Jeder Tag startet in Deutschland derzeit mit einem neuen Rekord – einem traurigen: "Der heutige Höchststand der Corona-Infektionen beträgt 5.385.585", hörte man es am heutigen Montag aus den Radiosendern tönen. Die Hoffnungen liegen nun auf dem neuen Regelwerk der sondierenden Ampel-Koalition, die strengere Maßnahmen gegen Corona erlassen hat.
Auf einer Pressekonferenz des DIVI (Deutsche Interdisziplinäre Vereinigung für Intensiv- und Notfallmedizin e.V.) nahm der Vorsitzende Gernot Marx heute zur aktuellen Situation Stellung: "Die Corona-Situation ist sehr besorgniserregend und derzeit nicht unter Kontrolle. Wir machen uns angesichts steigender Inzidenz wirklich Sorgen", so Marx. Der Modellierer Andreas Schuppert zeigt seine Simulation, die von der heutigen Dynamik mit aktuellem Status Quo in die Zukunft rechnet:
"Ende der Woche würden wir die Ausbreitung bei knapp über 4000 Intensivbetten stoppen", sagt Schuppert in der Pressekonferenz. Danach würde die Kurve wieder leicht abfallen. DIVI-Präsident Gernot Marx bestätigt diese Einschätzung: "Es werden mindestens 4.000 Intensivpatienten, selbst wenn jetzt alle Maßnahmen gut greifen. Deswegen müssen wir jetzt alles tun, um die Situation einzudämmen."

__VORLIEGENDE ANGABEN__:
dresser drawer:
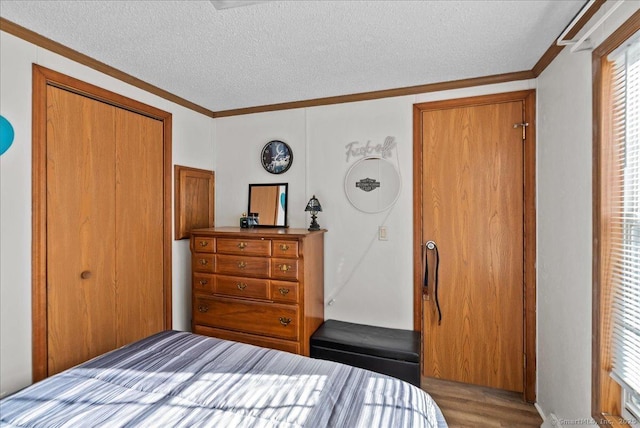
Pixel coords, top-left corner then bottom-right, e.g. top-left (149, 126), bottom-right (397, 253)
top-left (193, 273), bottom-right (216, 293)
top-left (216, 238), bottom-right (271, 257)
top-left (193, 296), bottom-right (298, 340)
top-left (270, 281), bottom-right (298, 303)
top-left (271, 259), bottom-right (298, 281)
top-left (216, 255), bottom-right (271, 278)
top-left (191, 236), bottom-right (216, 253)
top-left (271, 240), bottom-right (298, 258)
top-left (215, 275), bottom-right (269, 299)
top-left (193, 325), bottom-right (300, 354)
top-left (191, 253), bottom-right (216, 273)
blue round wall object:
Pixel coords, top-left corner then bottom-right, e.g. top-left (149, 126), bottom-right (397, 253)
top-left (0, 116), bottom-right (15, 155)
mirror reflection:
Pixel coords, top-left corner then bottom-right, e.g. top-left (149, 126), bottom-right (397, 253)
top-left (248, 183), bottom-right (289, 227)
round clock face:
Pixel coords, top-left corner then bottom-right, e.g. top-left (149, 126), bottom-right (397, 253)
top-left (260, 140), bottom-right (293, 174)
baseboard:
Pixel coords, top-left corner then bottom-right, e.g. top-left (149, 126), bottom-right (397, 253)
top-left (533, 403), bottom-right (560, 428)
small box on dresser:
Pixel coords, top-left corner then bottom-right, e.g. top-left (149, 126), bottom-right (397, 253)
top-left (191, 227), bottom-right (325, 356)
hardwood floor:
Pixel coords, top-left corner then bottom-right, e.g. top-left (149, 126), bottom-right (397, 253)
top-left (422, 377), bottom-right (542, 428)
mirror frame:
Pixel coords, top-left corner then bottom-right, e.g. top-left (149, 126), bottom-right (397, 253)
top-left (247, 183), bottom-right (289, 228)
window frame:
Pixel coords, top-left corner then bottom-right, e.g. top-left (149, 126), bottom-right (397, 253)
top-left (591, 11), bottom-right (640, 426)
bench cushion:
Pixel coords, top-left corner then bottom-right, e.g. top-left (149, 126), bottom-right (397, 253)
top-left (311, 320), bottom-right (420, 386)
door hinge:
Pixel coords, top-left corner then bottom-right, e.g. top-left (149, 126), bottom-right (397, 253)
top-left (513, 122), bottom-right (529, 141)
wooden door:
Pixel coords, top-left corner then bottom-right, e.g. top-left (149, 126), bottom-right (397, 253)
top-left (46, 86), bottom-right (116, 375)
top-left (421, 95), bottom-right (524, 391)
top-left (114, 109), bottom-right (164, 346)
top-left (39, 71), bottom-right (171, 380)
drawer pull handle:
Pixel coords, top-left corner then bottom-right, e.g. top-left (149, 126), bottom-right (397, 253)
top-left (280, 317), bottom-right (291, 327)
top-left (278, 265), bottom-right (291, 272)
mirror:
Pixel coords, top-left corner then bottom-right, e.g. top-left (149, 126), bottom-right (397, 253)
top-left (344, 157), bottom-right (400, 213)
top-left (248, 183), bottom-right (289, 227)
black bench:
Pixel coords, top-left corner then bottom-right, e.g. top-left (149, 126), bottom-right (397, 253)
top-left (310, 320), bottom-right (420, 387)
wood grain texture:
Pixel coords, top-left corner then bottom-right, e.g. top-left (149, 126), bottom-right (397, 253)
top-left (422, 98), bottom-right (524, 391)
top-left (413, 91), bottom-right (536, 402)
top-left (32, 65), bottom-right (172, 381)
top-left (191, 227), bottom-right (325, 356)
top-left (46, 86), bottom-right (116, 375)
top-left (115, 109), bottom-right (165, 347)
top-left (31, 64), bottom-right (48, 382)
top-left (193, 296), bottom-right (300, 340)
top-left (174, 165), bottom-right (215, 239)
top-left (422, 378), bottom-right (543, 428)
top-left (193, 325), bottom-right (302, 354)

__ARBEITSAUFTRAG 1__: Gib den Textauszug zur Corona-Lage von „Jeder Tag startet“ bis einschließlich „Corona erlassen hat.“ wortgetreu wieder.
__ARBEITSAUFTRAG 2__: Setze den Textauszug zur Corona-Lage im Anschluss an seinen letzten Satz fort.

__LÖSUNG 1__:
Jeder Tag startet in Deutschland derzeit mit einem neuen Rekord – einem traurigen: "Der heutige Höchststand der Corona-Infektionen beträgt 5.385.585", hörte man es am heutigen Montag aus den Radiosendern tönen. Die Hoffnungen liegen nun auf dem neuen Regelwerk der sondierenden Ampel-Koalition, die strengere Maßnahmen gegen Corona erlassen hat.

__LÖSUNG 2__:
Doch wer soll all diese Patienten und Patientinnen betreuen? "Viele unserer Pflegekräfte haben aufgrund der Erschöpfung ihre Pflegetätigkeit gekürzt oder sogar ganz gekündigt. Es sind etwa 4000 Intensivbetten weniger als vor einem Jahr“, so Gernot Marx. Auf Nachfrage von watson, wie viele Pflegekräfte denn seit Beginn der Pandemie gekündigt haben, sagt der wissenschaftliche Leiter des DIVI, Christian Karagiannidis: "Eine genaue Zahl der Pflegekräfte wird an keiner Stelle, in keinem Register erhoben, das wird aber definitiv eine große Zukunftsaufgabe in Deutschland." Man könne immer nur indirekt zurück rechnen anhand des Betreuungsschlüssel der Intensivbetten, woraus man Rückschlüsse auf die Zahl der Betten ziehen könne.
Professor Karagiannidis fügt hinzu:
Die Notfallreserve habe sich zudem in den letzten 4 Wochen dezimiert. Was dagegen hilft? Laut Marx: "Finanzielle, aber auch strukturelle Anreize". Denn wenn die Entwicklung der Inzidenz so weiter gehe wie bisher, müsse man davon ausgehen, "dass die allgemeine Gesundheitsversorgung nicht auf dem guten Standard zur Verfügung steht, wie man das gewohnt ist."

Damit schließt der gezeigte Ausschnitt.